**ASSIGNMENT A:**
In the passage on animal sacrifice in Maharashtra, on which day does the Kathar or Kutadi community hold a child's naming ceremony?
**ASSIGNMENT B:**
Carry on the passage on animal sacrifice in Maharashtra from its last sentence, writing one more short paragraph in the same style.

**EXCERPTED PASSAGE:**
***

In some sacred groves of India, particularly in Western Maharashtra, animal sacrifice is practiced to pacify female deities that are supposed to rule the groves. Animal sacrifice is also practiced by some rural communities around Pune to placate deities at temples of Waghjai and Sirkai. In the region around Pune, goats and fowl are sacrificed to the God Vetala. The Kathar or Kutadi community of Maharashtra, while observing the Pachvi ceremony after delivery of a child in the family, offer worship to their family deity, Saptashrungi and also offer a sacrifice of a goat. Following this they hold the naming ceremony of the child on the 12th day. Goats and chicken are sacrificed at the temple of Ekvira adjacent to the Karla caves in Pune district.
In Maharashtra, Prasad offerings to Goddess Bhaväni at Tuljapur sacrificial offering of goat meat.

***

**Dataset entries:**
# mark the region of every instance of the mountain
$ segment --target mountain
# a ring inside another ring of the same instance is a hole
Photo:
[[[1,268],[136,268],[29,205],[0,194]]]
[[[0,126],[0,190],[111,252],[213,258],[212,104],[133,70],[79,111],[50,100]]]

***

**TASK RESULT A:**
On the 12th day.

**TASK RESULT B:**
There is a general misconception that Vaishnava sect dedicated to the god Vishnu, which the majority of Hindus follow, prohibits animal sacrifice. This is incorrect because Vaishnava Acharyas like Ramanuja, Madhva, Vallabhacharya, Nimbarka, etc. have accepted vedic animal sacrifices in the Bhashyas. Sattada srivaishnavas, a subsect of Tenkalai srivaishnavas have a history of practicing panchamakara sadhana using meat. Ahobilam in Andhra Pradesh, is the centre of worship of Narasimha, the lion-headed avatar of Vishnu, to whom the nine Hindu temples and other shrines are all dedicated. A certain amount of sacrifice of goats and rams is still performed weekly. This is now highly unusual in the worship of Vishnu, suggesting a "transitional state between a wild and unregulated tribal deity and an orthodox form of the god Vishnu".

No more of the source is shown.